## Entries shown

Start of Block

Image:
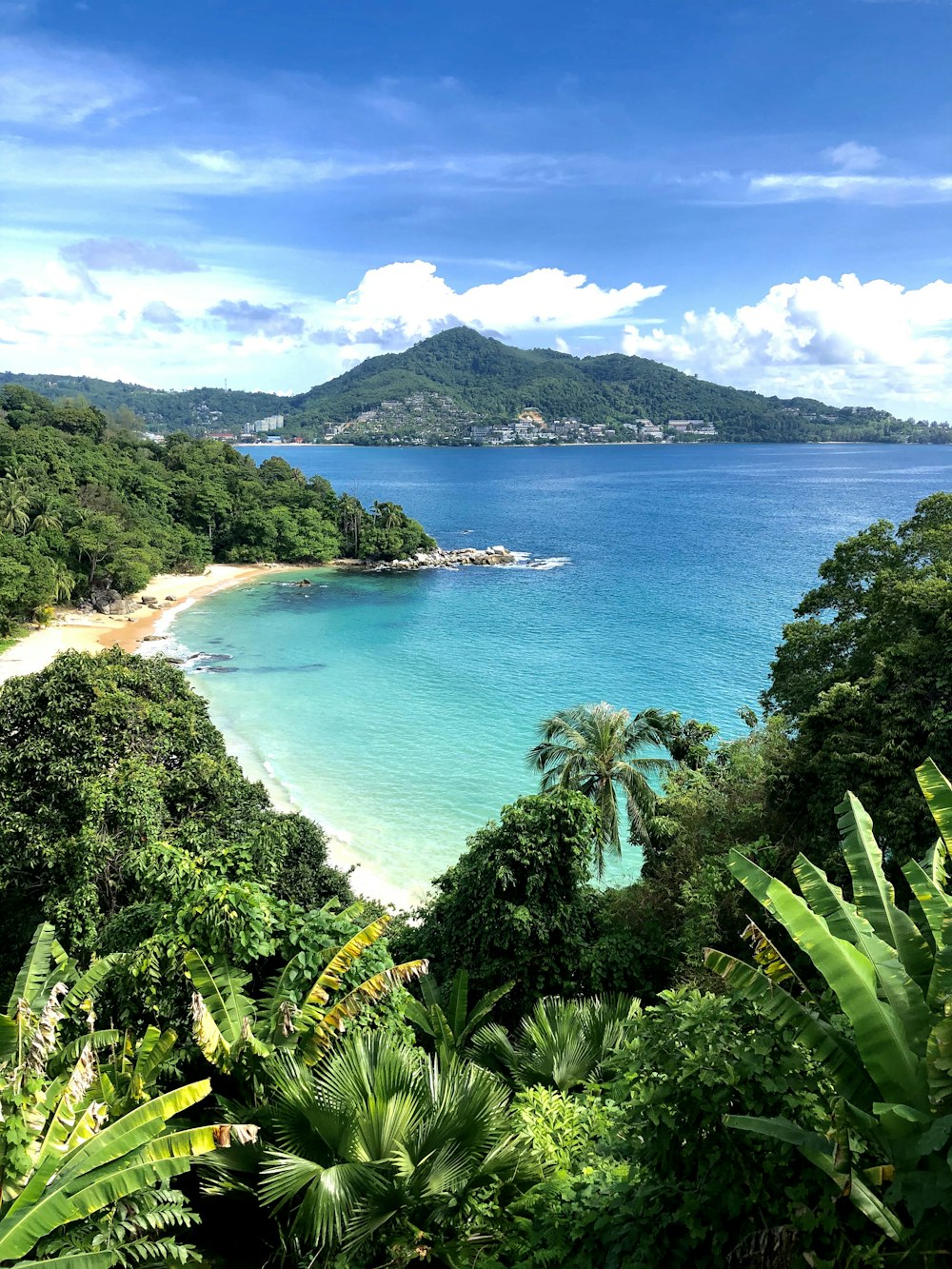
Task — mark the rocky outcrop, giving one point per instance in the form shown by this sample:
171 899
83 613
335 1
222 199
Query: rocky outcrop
441 559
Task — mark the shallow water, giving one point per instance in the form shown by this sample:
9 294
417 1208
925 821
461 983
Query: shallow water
398 709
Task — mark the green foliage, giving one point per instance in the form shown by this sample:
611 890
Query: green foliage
598 751
86 506
491 382
299 1013
662 1180
387 1153
863 681
446 1017
563 1043
122 818
84 1154
889 1146
517 905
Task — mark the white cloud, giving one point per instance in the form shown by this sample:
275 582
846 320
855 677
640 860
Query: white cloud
61 88
855 343
177 328
410 300
852 156
796 187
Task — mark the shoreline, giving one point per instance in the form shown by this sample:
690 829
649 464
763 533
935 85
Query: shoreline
91 632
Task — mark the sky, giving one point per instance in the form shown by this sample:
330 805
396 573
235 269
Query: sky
208 191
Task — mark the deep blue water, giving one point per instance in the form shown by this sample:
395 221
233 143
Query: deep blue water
398 709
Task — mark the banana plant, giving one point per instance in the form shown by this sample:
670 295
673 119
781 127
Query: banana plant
293 1013
65 1154
889 1048
446 1016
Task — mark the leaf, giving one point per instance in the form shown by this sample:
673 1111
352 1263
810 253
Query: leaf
874 896
939 793
832 1050
30 981
880 1039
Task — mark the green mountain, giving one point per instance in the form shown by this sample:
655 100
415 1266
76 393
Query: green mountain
206 408
480 380
442 387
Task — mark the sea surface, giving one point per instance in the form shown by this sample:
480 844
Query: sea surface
398 709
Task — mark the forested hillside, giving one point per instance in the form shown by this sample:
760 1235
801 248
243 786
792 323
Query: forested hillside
445 386
83 504
160 410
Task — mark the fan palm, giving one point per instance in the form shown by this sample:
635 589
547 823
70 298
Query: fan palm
381 1139
562 1043
598 750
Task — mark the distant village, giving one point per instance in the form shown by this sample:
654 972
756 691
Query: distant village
432 419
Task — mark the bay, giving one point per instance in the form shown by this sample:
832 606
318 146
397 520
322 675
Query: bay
398 709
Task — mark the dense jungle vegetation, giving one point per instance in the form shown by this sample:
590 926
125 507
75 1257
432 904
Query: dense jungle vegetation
213 1054
86 503
490 382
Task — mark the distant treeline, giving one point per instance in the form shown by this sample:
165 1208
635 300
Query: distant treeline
83 502
465 377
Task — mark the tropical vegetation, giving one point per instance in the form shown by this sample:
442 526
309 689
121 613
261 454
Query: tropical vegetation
215 1052
86 506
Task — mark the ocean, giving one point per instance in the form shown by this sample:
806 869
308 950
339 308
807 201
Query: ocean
398 709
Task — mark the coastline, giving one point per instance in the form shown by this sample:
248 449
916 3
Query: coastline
91 632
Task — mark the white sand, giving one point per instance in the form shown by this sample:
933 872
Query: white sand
91 632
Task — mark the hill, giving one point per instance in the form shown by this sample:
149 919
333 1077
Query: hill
459 387
470 380
163 410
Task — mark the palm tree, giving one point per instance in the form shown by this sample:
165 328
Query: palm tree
383 1140
598 751
562 1043
14 506
45 517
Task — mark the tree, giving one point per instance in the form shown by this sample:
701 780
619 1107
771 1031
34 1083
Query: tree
383 1147
863 677
69 1146
121 812
889 1149
598 751
517 905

End of Block

## What is needed
A word-for-word copy of the records is needed, one that contains no pictures.

## Exercise output
Image:
Task — mark the rocky outcrop, giving one point per instance in the form shown by this sample:
171 899
83 613
335 1
222 199
Query: rocky outcrop
441 559
Task — mark the shallow water, giving one point per instance in the form shown by this sample:
9 294
417 1208
925 821
461 983
Query: shallow water
398 709
Task — mark the green foliage, giving one point per instance in the form shown by this sample:
611 890
Query: green foliage
598 751
86 506
491 382
299 1013
662 1180
387 1153
863 681
446 1017
563 1043
122 818
84 1154
889 1146
517 905
Task — mark the white cloud, giving one point per instance in the form shown by this sample:
275 582
846 320
855 677
640 860
Query: white cloud
61 88
855 343
177 328
410 300
852 156
796 187
Task — mark the shoreline, giving one point per instance in the form shown by this sample:
690 829
649 464
763 533
935 85
Query: shoreline
91 632
Task — mark the sky, giving one point per instance in the form shown by this sample:
330 805
396 573
235 269
Query: sky
208 191
Task — mark the deep blue water, giving one point per instance in the form shown by this sample:
395 221
233 143
Query: deep blue water
398 709
Task — mark the banana plant, giving one point per instance in the form shown by this sample:
670 295
673 119
781 127
Query: banana plant
293 1013
65 1154
889 1048
446 1016
Task — mark the leaf, giving one point per instance in the form shown by this sample:
673 1111
352 1263
810 253
Query: leaf
874 896
939 793
832 1050
30 981
880 1039
Task — mark the green mountain, giving one point per instance in the form shown by this sample:
655 100
415 1266
76 393
Query: green mountain
206 408
480 380
442 387
Task — mark the sea surface, giving one point per instance in the form shown by this sample:
480 844
Query: sea surface
398 709
Task — mark the forested hillside, giving one point per instance in the form shown by this sample:
760 1235
801 248
243 786
792 323
Query: forested hillside
445 386
83 504
160 410
Task — mark the fan palm, giving one point per instance in the form shown by this sample:
635 589
547 823
70 298
Query: fan palm
381 1139
562 1043
598 750
Task — mark the distant village, giving one point per instance in the form shown by this sample:
654 972
756 691
Query: distant village
432 419
Task — mark the bay, giving one point per instance in the form shown by this sample:
832 606
318 146
397 520
322 675
Query: bay
398 709
Task — mark the dense jungle vegetation, giving one point per instance in the form shown by this sample:
590 926
125 507
75 1257
432 904
Query: dense jungle vegetation
213 1054
86 503
490 382
Task — mark the distant treeline, giving one point per instance in the form shown by this sample:
165 1208
635 300
Query: distant treeline
83 502
465 377
Task — mark the tropical vegetation, giving one point per instance in the form shown by this sample:
442 526
309 689
121 613
261 454
Query: tropical vegetation
215 1052
86 506
Task — mark the ocean, giving one point per instance in the form shown by this sample:
806 869
308 950
339 308
807 201
Query: ocean
398 709
Task — mark the coastline, giving one point per instance in the form shown by this sample:
248 449
916 3
Query: coastline
91 632
Task — mark the white sand, giving one point per instance in the form shown by this sample:
933 872
Query: white sand
91 632
Task — mark the hill, giving one point per instance in the form shown by this sample:
149 919
333 1077
Query: hill
459 387
470 380
163 410
Task — mark the palm tree, giving one point per instance in the form shown by this sample:
165 328
Query: palm tree
383 1140
598 751
562 1043
14 506
45 517
Task — mark the tree, giving one point per instance in the form shown by this sample:
701 780
619 1107
771 1031
34 1083
Query: tree
383 1147
863 677
69 1146
121 812
889 1149
598 751
517 905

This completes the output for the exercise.